[Activity] Output the part of the market commentary between "If one were" and "in March alone.", inclusive, copied word for word.

If one were to only look at the equity market or the manipulated, artificially engineered high yield and corporate bond market, one would be forgiven for looking past the entirety of 2020 earnings and jumping right into the "recovery" play for 2021. But as the world slowly enters into a post-lockdown Covid world, the market has rejoiced on all the money printing that has inflated risk assets. But, we will now start to see the real damage as economies will start slashing budgets and spending patterns to survive the impact of the last few months. This was clear when Saudi Arabia this morning announced drastic government spending cuts and increasing the VAT by three-fold from 5% to 15%, in an attempt to short up foreign reserves that depleted by a record $27 billion in March alone.

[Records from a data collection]

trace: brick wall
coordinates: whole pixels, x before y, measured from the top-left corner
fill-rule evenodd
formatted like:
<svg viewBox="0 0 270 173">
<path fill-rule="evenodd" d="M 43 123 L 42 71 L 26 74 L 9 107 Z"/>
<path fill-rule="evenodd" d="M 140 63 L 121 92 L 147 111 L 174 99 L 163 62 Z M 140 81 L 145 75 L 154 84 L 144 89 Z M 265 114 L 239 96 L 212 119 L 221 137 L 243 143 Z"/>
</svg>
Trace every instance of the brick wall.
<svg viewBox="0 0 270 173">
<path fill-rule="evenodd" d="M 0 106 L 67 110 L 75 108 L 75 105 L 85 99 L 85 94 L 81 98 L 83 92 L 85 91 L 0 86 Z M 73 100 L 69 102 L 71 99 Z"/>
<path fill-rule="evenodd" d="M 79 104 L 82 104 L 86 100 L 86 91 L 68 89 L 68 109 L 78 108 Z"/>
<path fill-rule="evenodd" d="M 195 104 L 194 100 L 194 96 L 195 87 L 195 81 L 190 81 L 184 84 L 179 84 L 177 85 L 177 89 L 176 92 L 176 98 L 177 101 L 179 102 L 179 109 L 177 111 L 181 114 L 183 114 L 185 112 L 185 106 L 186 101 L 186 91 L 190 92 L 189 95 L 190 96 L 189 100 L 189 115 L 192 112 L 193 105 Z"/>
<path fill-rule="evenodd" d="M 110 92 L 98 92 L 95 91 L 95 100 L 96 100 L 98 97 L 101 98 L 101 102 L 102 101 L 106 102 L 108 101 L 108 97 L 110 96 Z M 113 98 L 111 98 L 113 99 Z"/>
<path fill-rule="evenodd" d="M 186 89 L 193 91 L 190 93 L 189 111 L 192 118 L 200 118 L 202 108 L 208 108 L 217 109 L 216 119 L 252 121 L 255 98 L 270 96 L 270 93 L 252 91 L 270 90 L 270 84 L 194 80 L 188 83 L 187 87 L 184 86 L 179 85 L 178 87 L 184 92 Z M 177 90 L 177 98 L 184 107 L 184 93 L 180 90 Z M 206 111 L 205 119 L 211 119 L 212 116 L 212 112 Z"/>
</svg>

[Reply to the task]
If one were to only look at the equity market or the manipulated, artificially engineered high yield and corporate bond market, one would be forgiven for looking past the entirety of 2020 earnings and jumping right into the "recovery" play for 2021. But as the world slowly enters into a post-lockdown Covid world, the market has rejoiced on all the money printing that has inflated risk assets. But, we will now start to see the real damage as economies will start slashing budgets and spending patterns to survive the impact of the last few months. This was clear when Saudi Arabia this morning announced drastic government spending cuts and increasing the VAT by three-fold from 5% to 15%, in an attempt to short up foreign reserves that depleted by a record $27 billion in March alone.